**Directive 1**
Please format the entries, from the start of the entries up to and including the line that contains "499V485L667 465L656 461L644", as a Markdown table with the columns "No." and "Line", numbering each row and leaving out blank lines and pictures.

**Supplied passage**
:::

# Family Fun



## mdavlee (Jun 12, 2012)

We took a trip over to my grandpas farm this past weekend. Got to take the little girl fishing for the first time. She reeled this one in on her own. I was afraid the fish might pull the pole out of her hands but she held on and some of these blue gills gave a good fight. She said he's little but he's a fighter and I caughts a fish.












I bought the wife a nice savage 22 wmr so she could get into shooting. Here's a 5 shot group she shot in the 2nd box of 50 ammo. She didn't do too bad for her first day shooting a scoped rifle. The big center target had so many holes I lost track of what she shot and which ones were which gun.


----------



## jdc123 (Jun 13, 2012)

Good job passing it on to the next generation, and getting your wife involved in shooting.


----------



## mdavlee (Jun 13, 2012)

I got her into shooting now and she wants a pistol to target shoot. We're going to get the little one a cricket now. She's jealous mommy and daddy have guns and she doesn't.:msp_biggrin:


----------



## CrappieKeith (Jun 13, 2012)

Another great story....more fish have been caught on snoopy poles....

Good to see the family enjoying themselves...really good.
1 more thing...rep sent ...that was a dandy bull gill.


----------



## mdavlee (Jun 13, 2012)

Well we just got back from the gun shop with the little ones rifle. She wants to go shoot right now.


----------



## Toddppm (Jun 13, 2012)

That's awesome! Tell her that's a good sized fish!


----------



## Laroo (Jun 15, 2012)

Good on ya, I like to see the little ones catch fish, however I've always been a bit hesitant about teaching the wife to handle and shoot a gun. Always afraid she would use it on me in one of my moments of brilliance!!!:msp_scared:


----------

:::

**Information given**

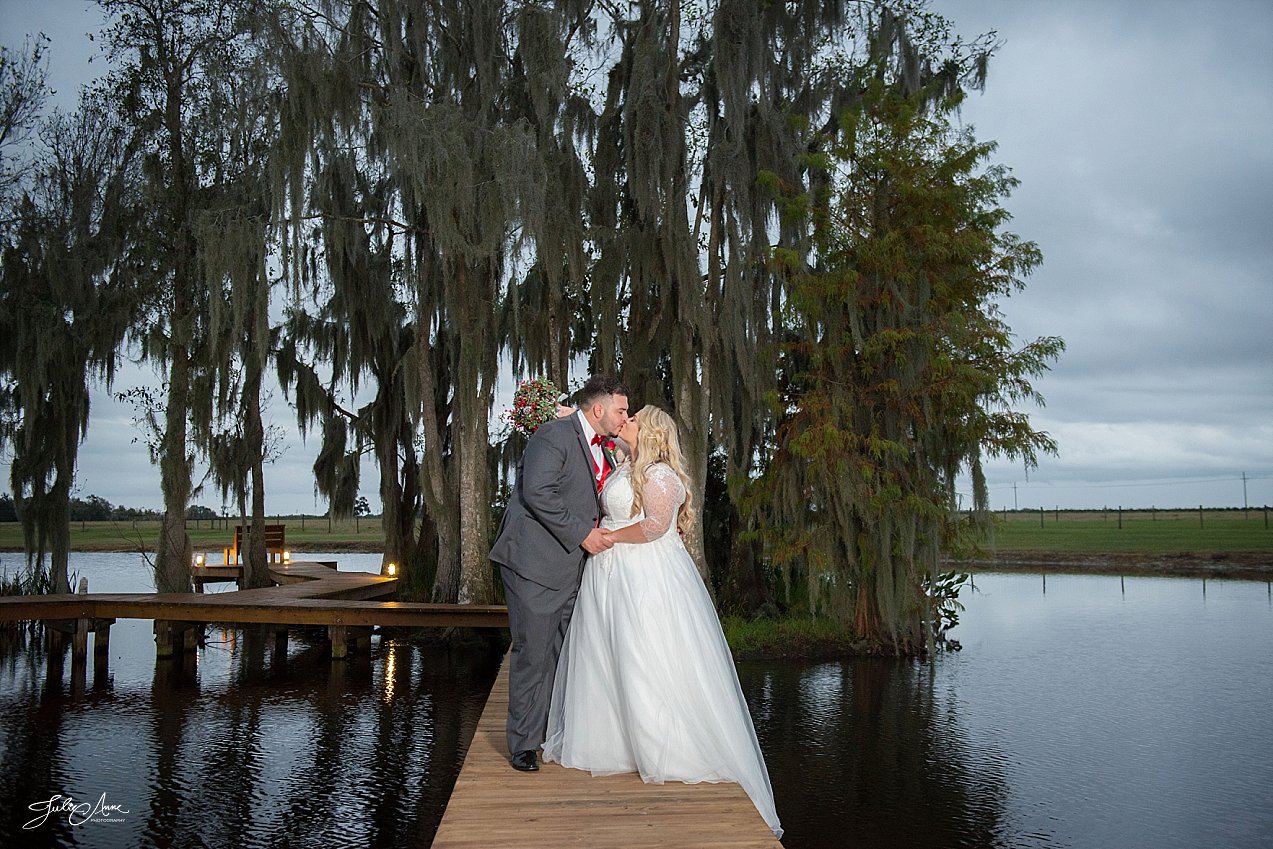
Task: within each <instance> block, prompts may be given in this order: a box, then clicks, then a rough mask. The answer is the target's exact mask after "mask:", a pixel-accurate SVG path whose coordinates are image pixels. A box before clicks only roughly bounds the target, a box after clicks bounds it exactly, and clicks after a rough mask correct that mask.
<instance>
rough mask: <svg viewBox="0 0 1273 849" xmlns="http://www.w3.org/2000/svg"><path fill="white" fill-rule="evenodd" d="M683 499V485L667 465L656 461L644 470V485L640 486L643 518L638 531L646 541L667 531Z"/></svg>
mask: <svg viewBox="0 0 1273 849" xmlns="http://www.w3.org/2000/svg"><path fill="white" fill-rule="evenodd" d="M684 500H685V485H684V484H681V479H680V477H677V476H676V472H673V471H672V470H671V468H670V467H668V466H665V465H662V463H657V465H653V466H651V467H649V468H647V470H645V486H644V488H642V512H644V513H645V518H644V519H642V521H640V531H642V533H644V535H645V540H647V541H651V540H657V538H658V537H661V536H663V535H665V533H667V528H670V527H672V523H673V522H676V512H677V509H679V508H680V507H681V503H682V502H684Z"/></svg>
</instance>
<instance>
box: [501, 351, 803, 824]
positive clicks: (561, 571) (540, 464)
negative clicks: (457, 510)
mask: <svg viewBox="0 0 1273 849" xmlns="http://www.w3.org/2000/svg"><path fill="white" fill-rule="evenodd" d="M577 401H578V407H577V409H568V410H563V411H561V414H559V416H558V417H556V419H550V420H549V421H545V423H544V424H541V425H540V426H538V428H537V429H536V430H535V433H533V434H532V435H531V439H530V442H528V443H527V446H526V451H524V452H523V454H522V460H521V463H519V465H518V474H517V484H516V486H514V489H513V494H512V498H510V499H509V504H508V509H507V510H505V513H504V519H503V522H502V523H500V527H499V535H498V537H496V540H495V545H494V547H493V549H491V551H490V559H491V560H494V561H495V563H496V564H499V566H500V575H502V578H503V580H504V594H505V598H507V601H508V622H509V629H510V631H512V636H513V647H512V652H510V658H509V668H508V751H509V752H510V764H512V766H513V769H517V770H521V771H523V773H533V771H536V770H538V755H537V754H538V750H540V748H541V747H542V751H544V760H545V761H555V762H559V764H561V765H563V766H569V768H574V769H582V770H588V771H591V773H592V774H593V775H611V774H615V773H639V774H640V776H642V779H643V780H644V782H645V783H649V784H662V783H663V782H685V783H687V784H694V783H698V782H737V783H738V784H740V785H742V789H743V790H746V793H747V796H750V797H751V801H752V803H755V806H756V810H757V811H759V812H760V815H761V817H763V818H764V820H765V824H766V825H768V826H769V827H770V829H771V830H773V831H774V834H775V835H778V836H782V827H780V825H779V821H778V815H777V811H775V810H774V796H773V789H771V787H770V784H769V771H768V770H766V769H765V760H764V756H763V755H761V751H760V743H759V742H757V741H756V731H755V727H754V726H752V722H751V714H750V713H749V712H747V703H746V701H745V700H743V698H742V689H741V687H740V686H738V675H737V672H736V671H735V666H733V657H732V656H731V653H729V647H728V644H727V643H726V640H724V634H723V631H722V630H721V622H719V620H718V619H717V614H715V607H714V606H713V603H712V597H710V596H709V594H708V591H707V587H704V584H703V579H701V578H700V577H699V572H698V569H696V568H695V565H694V561H693V560H691V559H690V555H689V552H687V551H686V549H685V545H684V544H682V541H681V535H682V532H684V531H685V530H686V528H687V527H690V524H691V523H693V522H694V509H693V505H691V503H690V488H689V477H687V475H686V472H685V461H684V457H682V454H681V447H680V439H679V437H677V432H676V424H675V423H673V421H672V419H671V416H668V415H667V412H665V411H662V410H659V409H658V407H654V406H647V407H644V409H642V410H640V412H636V414H634V415H629V412H628V389H626V388H625V387H624V386H622V384H621V383H619V382H617V381H615V379H614V378H608V377H602V375H594V377H592V378H589V379H588V382H587V383H586V384H584V386H583V388H582V389H580V391H579V392H578V395H577ZM616 438H617V439H621V440H622V442H624V444H625V446H626V448H628V456H626V458H625V460H622V461H620V460H619V457H617V456H616V453H615V451H614V448H615V442H614V440H615V439H616Z"/></svg>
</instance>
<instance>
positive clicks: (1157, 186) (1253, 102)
mask: <svg viewBox="0 0 1273 849" xmlns="http://www.w3.org/2000/svg"><path fill="white" fill-rule="evenodd" d="M934 9H936V10H937V11H941V13H942V14H945V15H947V17H948V18H950V19H952V20H953V22H955V24H956V27H957V29H959V31H960V32H962V33H965V34H966V36H974V34H976V33H980V32H987V31H990V29H994V31H997V32H998V37H999V39H1001V42H1002V46H1001V47H999V50H998V53H997V56H995V59H994V60H993V61H992V64H990V73H989V81H988V85H987V89H985V92H984V93H983V94H974V95H973V97H971V98H970V102H969V103H967V106H965V108H964V112H962V120H964V121H965V122H966V123H970V125H973V126H974V127H975V129H976V134H978V137H980V139H988V140H994V141H997V143H998V144H999V148H998V151H997V154H995V160H997V162H999V163H1003V164H1006V165H1008V167H1009V168H1011V169H1012V172H1013V174H1015V176H1016V177H1017V178H1018V179H1020V181H1021V186H1020V187H1018V188H1017V191H1016V193H1015V195H1013V196H1012V197H1011V199H1008V201H1007V204H1006V205H1007V207H1008V209H1009V210H1011V211H1012V213H1013V216H1015V218H1013V221H1012V224H1011V227H1009V229H1012V230H1013V232H1016V233H1017V234H1020V235H1022V237H1023V238H1027V239H1032V241H1035V242H1037V243H1039V246H1040V248H1041V249H1043V253H1044V263H1043V266H1041V269H1039V270H1037V271H1036V272H1035V274H1034V275H1032V276H1031V277H1030V280H1029V285H1027V289H1026V290H1025V291H1023V293H1020V294H1017V295H1015V297H1013V298H1011V299H1009V300H1008V302H1006V303H1004V305H1003V307H1004V313H1006V316H1007V319H1008V323H1009V325H1011V326H1012V327H1013V330H1015V331H1016V332H1017V333H1018V335H1020V336H1021V337H1022V340H1030V339H1034V337H1037V336H1062V337H1063V339H1064V340H1066V344H1067V346H1068V350H1067V351H1066V354H1064V355H1063V356H1062V359H1060V360H1059V361H1058V363H1057V364H1055V365H1054V368H1053V370H1051V372H1050V373H1049V374H1046V375H1045V377H1044V378H1041V379H1040V381H1037V387H1039V388H1040V389H1041V392H1043V393H1044V396H1045V398H1046V407H1044V409H1039V410H1031V411H1030V412H1031V417H1032V421H1034V423H1035V425H1036V426H1037V428H1040V429H1044V430H1046V432H1048V433H1050V434H1051V435H1053V437H1054V438H1055V439H1057V442H1058V443H1059V456H1058V457H1044V458H1041V460H1040V463H1039V467H1037V468H1036V470H1032V471H1031V472H1030V474H1029V475H1026V472H1025V471H1023V470H1022V468H1021V467H1020V465H1011V463H1006V462H992V463H990V465H989V466H988V477H989V484H990V500H992V504H993V507H995V508H997V509H998V508H1002V507H1007V508H1012V507H1021V508H1036V507H1049V508H1050V507H1058V505H1059V507H1062V508H1067V507H1076V508H1077V507H1102V505H1109V507H1115V505H1123V507H1152V505H1156V507H1197V505H1199V504H1206V505H1208V507H1241V505H1242V499H1244V484H1242V475H1244V474H1245V475H1246V477H1248V481H1246V500H1248V502H1249V503H1250V504H1251V505H1263V504H1268V503H1273V51H1270V48H1269V45H1270V43H1273V4H1270V3H1267V1H1265V0H1230V1H1197V3H1185V1H1183V0H1143V1H1139V3H1137V1H1128V0H1104V1H1095V0H1092V1H1088V0H1066V1H1062V0H1046V1H1045V0H1037V1H1030V0H934ZM99 20H101V15H99V13H98V11H97V9H95V8H93V6H92V5H90V4H87V3H83V1H81V0H43V1H42V3H32V1H31V0H0V22H3V23H0V42H3V43H4V45H5V46H8V47H10V48H17V47H20V46H22V42H23V38H24V36H25V34H27V33H28V32H31V33H33V32H38V31H43V32H45V33H47V34H48V36H50V37H51V38H52V46H51V50H50V57H51V59H50V70H51V78H52V83H53V85H55V88H59V89H60V95H59V102H60V103H64V104H66V106H67V107H70V106H74V102H75V98H74V92H75V90H76V88H78V85H79V83H80V81H81V80H84V79H87V78H88V76H90V75H93V74H94V73H95V71H98V70H99V69H101V65H99V64H97V62H94V64H92V65H90V64H89V62H88V57H89V55H90V53H92V52H94V47H93V46H92V45H89V42H88V41H87V38H85V36H84V33H87V32H89V31H95V29H97V27H98V23H99ZM141 374H143V373H141V372H129V373H126V375H125V377H123V379H122V382H121V384H120V386H117V387H116V388H117V389H122V388H127V386H130V384H131V383H135V382H139V381H141V379H144V378H143V377H140V375H141ZM634 401H635V402H636V403H638V405H639V403H640V401H642V400H640V398H635V400H634ZM502 403H507V400H504V401H502ZM271 409H272V414H274V416H275V417H276V419H278V420H280V421H290V412H289V411H288V409H286V402H285V400H284V398H283V397H281V395H276V396H275V397H274V400H272V405H271ZM134 435H135V430H134V428H132V425H131V414H130V411H129V410H127V409H126V407H121V406H118V405H117V403H115V402H112V401H111V400H109V398H108V397H106V396H104V395H101V396H99V397H98V400H97V402H95V406H94V409H93V416H92V421H90V429H89V438H88V440H87V442H85V444H84V446H83V448H81V451H80V466H79V484H78V491H79V494H80V495H88V494H90V493H92V494H97V495H99V496H102V498H106V499H107V500H111V502H113V503H123V504H129V505H137V507H141V505H149V507H159V505H160V504H162V499H160V495H159V485H158V475H157V472H155V471H154V468H153V467H150V466H149V463H148V460H146V456H145V448H144V447H143V446H141V444H140V443H139V444H132V438H134ZM286 442H288V451H286V454H285V457H284V458H283V460H280V461H279V462H276V463H275V465H274V466H272V467H270V468H269V470H267V472H266V475H267V477H266V481H267V482H266V485H267V498H269V510H270V512H271V513H288V512H294V510H311V512H321V510H322V509H325V508H323V505H322V504H320V503H318V502H317V500H316V498H314V494H313V485H312V474H311V471H309V466H311V465H312V462H313V456H314V453H316V452H317V444H316V443H311V444H308V446H307V444H303V443H302V442H300V439H299V437H297V435H292V437H289V438H288V440H286ZM0 471H3V474H4V477H5V480H8V467H4V468H3V470H0ZM376 490H377V479H376V476H374V471H373V470H370V468H364V481H363V488H362V491H363V494H364V495H367V496H368V498H369V499H370V500H372V502H373V504H374V503H376V500H377V499H376ZM199 500H200V502H201V503H204V504H207V505H210V507H219V504H220V499H219V496H218V495H216V494H215V493H209V494H206V495H205V496H204V498H201V499H199Z"/></svg>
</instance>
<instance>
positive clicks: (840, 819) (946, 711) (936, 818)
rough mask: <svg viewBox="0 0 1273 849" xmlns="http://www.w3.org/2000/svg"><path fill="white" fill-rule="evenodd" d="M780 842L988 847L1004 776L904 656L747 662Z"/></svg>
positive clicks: (923, 675)
mask: <svg viewBox="0 0 1273 849" xmlns="http://www.w3.org/2000/svg"><path fill="white" fill-rule="evenodd" d="M738 672H740V678H741V682H742V687H743V692H745V694H746V696H747V703H749V705H751V710H752V717H754V718H755V722H756V732H757V736H759V737H760V742H761V746H763V747H764V750H765V760H766V762H768V765H769V776H770V780H771V783H773V785H774V797H775V802H777V804H778V815H779V816H780V817H782V820H783V827H784V829H785V830H787V831H785V834H784V836H783V844H784V845H785V846H787V849H815V848H822V846H827V848H830V846H834V848H835V849H841V848H850V849H852V848H861V849H866V848H875V846H881V848H883V846H889V848H896V849H904V848H908V846H915V848H923V849H932V848H933V846H992V845H997V844H998V838H1002V835H1003V821H1004V802H1006V797H1007V779H1006V774H1004V770H1003V768H1002V764H998V765H997V764H995V762H994V759H993V757H992V759H989V760H988V759H987V757H985V755H984V752H985V750H987V746H984V745H979V746H978V747H976V750H978V752H980V754H974V752H973V747H971V746H970V745H969V741H967V740H966V732H964V731H962V729H961V728H960V724H959V717H957V714H956V712H955V705H953V703H952V700H948V699H946V698H943V695H942V694H939V692H934V687H933V676H932V675H931V666H928V664H925V663H918V662H911V661H891V659H863V661H853V662H844V663H820V664H805V663H784V664H779V663H743V664H741V667H740V670H738Z"/></svg>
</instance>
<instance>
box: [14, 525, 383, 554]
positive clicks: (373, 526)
mask: <svg viewBox="0 0 1273 849" xmlns="http://www.w3.org/2000/svg"><path fill="white" fill-rule="evenodd" d="M269 523H270V524H286V527H288V531H286V540H288V549H290V550H292V551H316V552H321V551H379V550H382V549H383V545H384V533H383V531H382V530H381V519H379V518H378V517H369V518H368V517H364V518H360V519H358V522H356V523H355V522H354V519H348V521H340V522H332V523H331V527H330V530H328V524H327V519H326V518H313V517H307V518H306V519H304V521H302V519H300V518H299V517H295V518H292V517H270V519H269ZM186 528H187V531H188V533H190V538H191V542H192V544H193V546H195V552H200V551H204V552H206V554H207V555H209V560H211V561H219V560H220V556H222V549H224V547H225V546H228V545H229V544H230V542H232V541H233V538H234V524H233V523H229V524H228V526H227V524H223V523H220V522H218V523H216V524H215V527H214V526H213V524H210V523H209V522H207V521H202V522H199V523H197V524H196V522H193V521H191V522H187V523H186ZM158 540H159V522H158V519H155V521H149V522H136V523H132V522H73V523H71V549H73V550H75V551H139V550H146V551H154V550H155V545H157V542H158ZM0 551H22V526H20V524H18V523H17V522H0Z"/></svg>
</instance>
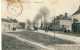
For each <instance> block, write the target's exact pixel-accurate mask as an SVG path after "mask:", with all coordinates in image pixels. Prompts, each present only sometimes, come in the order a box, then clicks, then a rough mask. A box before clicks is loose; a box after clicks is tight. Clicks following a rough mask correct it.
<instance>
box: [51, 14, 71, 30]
mask: <svg viewBox="0 0 80 50" xmlns="http://www.w3.org/2000/svg"><path fill="white" fill-rule="evenodd" d="M52 23H53V28H54V30H62V29H64V28H66V30H70V31H71V18H69V17H68V15H67V13H65V15H60V16H58V17H57V18H56V19H54V20H53V22H52Z"/></svg>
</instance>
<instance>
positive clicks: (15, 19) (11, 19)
mask: <svg viewBox="0 0 80 50" xmlns="http://www.w3.org/2000/svg"><path fill="white" fill-rule="evenodd" d="M10 20H11V21H12V22H15V23H17V22H18V21H17V20H16V19H10Z"/></svg>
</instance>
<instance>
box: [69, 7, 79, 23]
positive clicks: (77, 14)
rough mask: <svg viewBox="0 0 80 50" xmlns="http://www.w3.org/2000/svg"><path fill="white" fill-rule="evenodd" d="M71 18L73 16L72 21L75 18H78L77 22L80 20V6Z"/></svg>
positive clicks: (73, 20) (78, 21)
mask: <svg viewBox="0 0 80 50" xmlns="http://www.w3.org/2000/svg"><path fill="white" fill-rule="evenodd" d="M70 18H72V23H73V22H74V20H77V22H80V6H79V8H78V10H77V11H76V12H75V13H74V14H73V15H72V16H71V17H70Z"/></svg>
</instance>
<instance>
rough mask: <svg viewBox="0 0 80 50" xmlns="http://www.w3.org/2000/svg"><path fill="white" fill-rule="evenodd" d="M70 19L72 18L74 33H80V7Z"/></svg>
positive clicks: (73, 29) (72, 28)
mask: <svg viewBox="0 0 80 50" xmlns="http://www.w3.org/2000/svg"><path fill="white" fill-rule="evenodd" d="M70 18H72V32H75V33H80V6H79V8H78V10H77V11H76V12H75V13H74V14H73V15H72V16H71V17H70Z"/></svg>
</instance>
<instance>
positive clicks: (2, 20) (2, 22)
mask: <svg viewBox="0 0 80 50" xmlns="http://www.w3.org/2000/svg"><path fill="white" fill-rule="evenodd" d="M1 24H2V25H1V27H2V28H1V30H2V31H7V30H10V25H11V21H10V20H8V19H4V18H2V22H1Z"/></svg>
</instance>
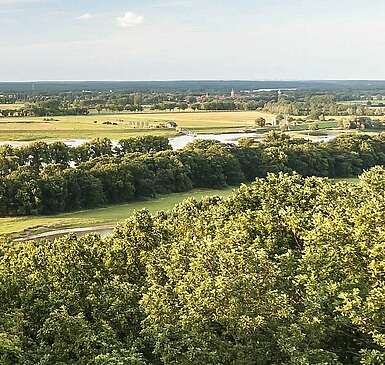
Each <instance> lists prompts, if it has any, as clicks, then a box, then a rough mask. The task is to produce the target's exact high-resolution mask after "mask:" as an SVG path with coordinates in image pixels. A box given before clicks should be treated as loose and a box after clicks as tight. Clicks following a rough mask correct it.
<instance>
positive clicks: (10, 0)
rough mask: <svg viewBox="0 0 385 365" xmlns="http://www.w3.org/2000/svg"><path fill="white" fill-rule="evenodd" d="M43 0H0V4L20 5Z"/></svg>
mask: <svg viewBox="0 0 385 365" xmlns="http://www.w3.org/2000/svg"><path fill="white" fill-rule="evenodd" d="M43 1H44V0H0V5H20V4H28V3H39V2H43Z"/></svg>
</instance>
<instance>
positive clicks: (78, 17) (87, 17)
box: [76, 13, 94, 20]
mask: <svg viewBox="0 0 385 365" xmlns="http://www.w3.org/2000/svg"><path fill="white" fill-rule="evenodd" d="M93 17H94V16H93V15H92V14H90V13H85V14H83V15H80V16H78V17H77V18H76V19H78V20H89V19H91V18H93Z"/></svg>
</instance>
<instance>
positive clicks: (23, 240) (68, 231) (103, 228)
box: [15, 225, 115, 242]
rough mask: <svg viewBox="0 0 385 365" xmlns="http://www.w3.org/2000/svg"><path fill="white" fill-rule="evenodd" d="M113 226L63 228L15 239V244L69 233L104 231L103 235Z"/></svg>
mask: <svg viewBox="0 0 385 365" xmlns="http://www.w3.org/2000/svg"><path fill="white" fill-rule="evenodd" d="M114 227H115V226H114V225H104V226H94V227H82V228H63V229H57V230H52V231H48V232H43V233H38V234H32V235H28V236H26V237H22V238H17V239H15V242H25V241H31V240H36V239H42V238H48V239H49V238H53V237H57V236H64V235H66V234H69V233H76V234H78V233H98V232H99V233H100V232H103V231H105V233H109V232H110V231H111V232H112V230H113V228H114Z"/></svg>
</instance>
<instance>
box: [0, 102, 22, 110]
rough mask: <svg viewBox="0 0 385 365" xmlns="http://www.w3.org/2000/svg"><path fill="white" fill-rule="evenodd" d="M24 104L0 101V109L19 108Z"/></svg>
mask: <svg viewBox="0 0 385 365" xmlns="http://www.w3.org/2000/svg"><path fill="white" fill-rule="evenodd" d="M23 106H24V104H23V103H17V104H1V103H0V110H1V109H3V110H9V109H21V108H22V107H23Z"/></svg>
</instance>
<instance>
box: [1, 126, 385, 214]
mask: <svg viewBox="0 0 385 365" xmlns="http://www.w3.org/2000/svg"><path fill="white" fill-rule="evenodd" d="M383 164H385V134H382V135H379V136H376V137H370V136H365V135H360V136H353V135H348V136H344V137H339V138H337V139H336V140H335V141H333V142H329V143H311V142H308V141H305V140H298V139H290V138H289V137H288V136H286V135H284V134H280V133H276V132H272V133H271V134H268V135H267V136H266V137H265V139H264V140H263V142H258V141H256V140H255V139H243V140H241V141H240V143H239V146H235V145H225V144H221V143H219V142H216V141H196V142H194V143H192V144H190V145H188V146H187V147H186V148H184V149H182V150H179V151H172V150H171V147H170V145H169V143H168V140H167V138H165V137H152V136H149V137H140V138H132V139H127V140H122V141H120V142H119V143H118V144H117V145H116V146H113V144H112V142H111V141H110V140H109V139H98V140H95V141H92V142H89V143H86V144H84V145H82V146H79V147H75V148H73V147H69V146H66V145H65V144H64V143H60V142H57V143H53V144H46V143H43V142H37V143H33V144H31V145H28V146H24V147H19V148H12V147H10V146H3V147H2V148H1V149H0V215H1V216H17V215H29V214H43V213H44V214H51V213H58V212H65V211H72V210H77V209H83V208H91V207H96V206H100V205H102V204H107V203H120V202H127V201H130V200H135V199H140V198H143V197H152V196H154V195H156V194H165V193H172V192H182V191H188V190H190V189H193V188H198V187H204V188H212V187H216V188H217V187H224V186H226V185H238V184H240V183H242V182H246V181H252V180H254V179H255V178H256V177H264V176H266V175H267V173H269V172H280V171H283V172H292V171H296V172H298V173H300V174H301V175H303V176H329V177H350V176H357V175H358V174H360V173H361V172H362V171H363V170H365V169H368V168H370V167H371V166H374V165H383Z"/></svg>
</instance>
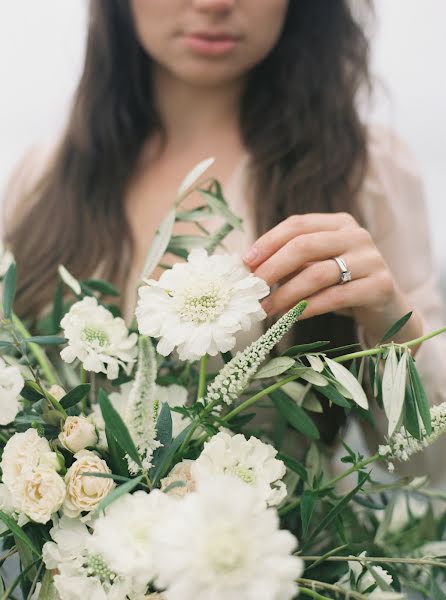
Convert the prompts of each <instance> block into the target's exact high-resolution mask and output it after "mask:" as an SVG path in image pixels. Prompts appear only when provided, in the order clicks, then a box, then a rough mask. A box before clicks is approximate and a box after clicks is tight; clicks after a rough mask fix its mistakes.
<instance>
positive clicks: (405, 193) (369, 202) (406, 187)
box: [355, 125, 425, 238]
mask: <svg viewBox="0 0 446 600" xmlns="http://www.w3.org/2000/svg"><path fill="white" fill-rule="evenodd" d="M367 146H368V163H367V170H366V173H365V177H364V180H363V184H362V187H361V190H360V193H359V194H358V196H357V200H356V207H355V208H356V210H357V213H358V214H357V216H358V217H359V220H360V221H362V223H363V224H364V225H365V226H366V227H367V229H369V230H370V231H371V233H372V234H373V235H374V237H375V238H383V237H385V236H386V235H388V234H389V233H390V232H391V230H392V228H393V226H394V225H395V224H396V223H397V222H398V221H399V220H400V219H401V217H402V216H405V218H406V219H410V214H413V215H414V216H415V214H416V213H419V212H424V211H425V205H424V194H423V183H422V178H421V173H420V168H419V164H418V161H417V159H416V157H415V155H414V153H413V151H412V150H411V148H410V147H409V145H408V144H407V143H406V142H405V141H404V140H403V138H402V137H401V136H400V135H399V134H398V133H397V132H396V131H394V130H392V129H389V128H387V127H384V126H381V125H368V126H367ZM408 213H409V214H408ZM406 222H407V221H406Z"/></svg>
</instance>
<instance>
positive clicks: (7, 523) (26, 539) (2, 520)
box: [0, 511, 40, 556]
mask: <svg viewBox="0 0 446 600" xmlns="http://www.w3.org/2000/svg"><path fill="white" fill-rule="evenodd" d="M0 520H1V521H3V523H4V524H5V525H6V527H7V528H8V529H9V530H10V531H11V533H12V534H13V535H14V536H15V537H16V538H18V539H19V540H21V541H22V542H23V543H24V544H25V545H26V546H27V547H28V548H29V549H30V550H31V552H33V553H34V554H35V555H36V556H40V552H39V550H38V549H37V548H36V546H34V544H33V542H32V541H31V540H30V539H29V537H28V536H27V535H26V533H25V532H24V531H23V529H22V528H21V527H19V526H18V525H17V523H16V522H15V521H14V519H13V518H11V517H10V516H9V515H7V514H6V513H4V512H3V511H0Z"/></svg>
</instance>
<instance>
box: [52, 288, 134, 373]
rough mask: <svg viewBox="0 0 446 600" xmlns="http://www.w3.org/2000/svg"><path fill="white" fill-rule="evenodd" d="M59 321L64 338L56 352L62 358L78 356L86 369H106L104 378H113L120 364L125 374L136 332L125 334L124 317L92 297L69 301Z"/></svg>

:::

**Directive 2**
Decide whether each statement agrees with the family fun thread, answering yes or no and quoting the deciding words: (a) The little girl reeled in the fish on her own. (b) The wife's 5 shot group came from her first box of ammo. (c) Laroo has taught his wife to shoot.

**Written reply 1**
| No. | Line |
|---|---|
| 1 | Task: within each <instance> block, prompts may be given in this order: a box, then clicks, then a rough mask. The answer is the target's exact mask after "mask:", a pixel-accurate SVG path whose coordinates are image pixels. A box before clicks only roughly bounds the target, a box after clicks bounds it exactly, and clicks after a rough mask correct that mask. |
| 2 | <instance> |
| 3 | rough mask: <svg viewBox="0 0 1273 849" xmlns="http://www.w3.org/2000/svg"><path fill="white" fill-rule="evenodd" d="M683 499V485L667 465L656 461L644 470V485L640 486L643 518L638 531L646 541L667 531Z"/></svg> |

**Written reply 2**
(a) Yes: "She reeled this one in on her own."
(b) No: "Here's a 5 shot group she shot in the 2nd box of 50 ammo."
(c) No: "I've always been a bit hesitant about teaching the wife to handle and shoot a gun."